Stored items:
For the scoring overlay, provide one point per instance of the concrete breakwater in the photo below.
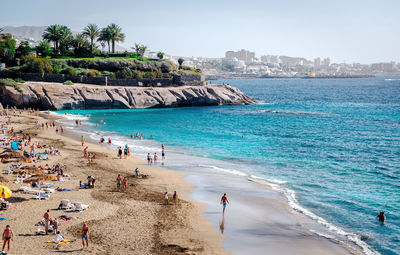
(45, 95)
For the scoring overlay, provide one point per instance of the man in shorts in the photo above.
(85, 236)
(224, 201)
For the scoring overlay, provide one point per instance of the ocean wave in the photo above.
(231, 171)
(295, 205)
(71, 116)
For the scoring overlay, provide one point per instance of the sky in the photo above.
(363, 31)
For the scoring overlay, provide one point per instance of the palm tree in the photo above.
(180, 62)
(115, 35)
(53, 34)
(140, 49)
(160, 55)
(105, 37)
(44, 48)
(92, 31)
(66, 39)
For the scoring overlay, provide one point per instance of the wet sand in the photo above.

» **Assignment**
Take the line that contains "sky in the photo above." and every line after it to the end of the entries above, and reproduce them exactly.

» **Written answer**
For the scoring overlay, provide one point per instance of the sky in the photo above.
(363, 31)
For the scoring overlay, provide one point per instance of the palm tree in the photo above.
(180, 62)
(115, 35)
(53, 34)
(140, 49)
(160, 55)
(105, 37)
(44, 48)
(92, 31)
(66, 39)
For the scoring overlay, provide one point per instance of the wet sand in the photo above.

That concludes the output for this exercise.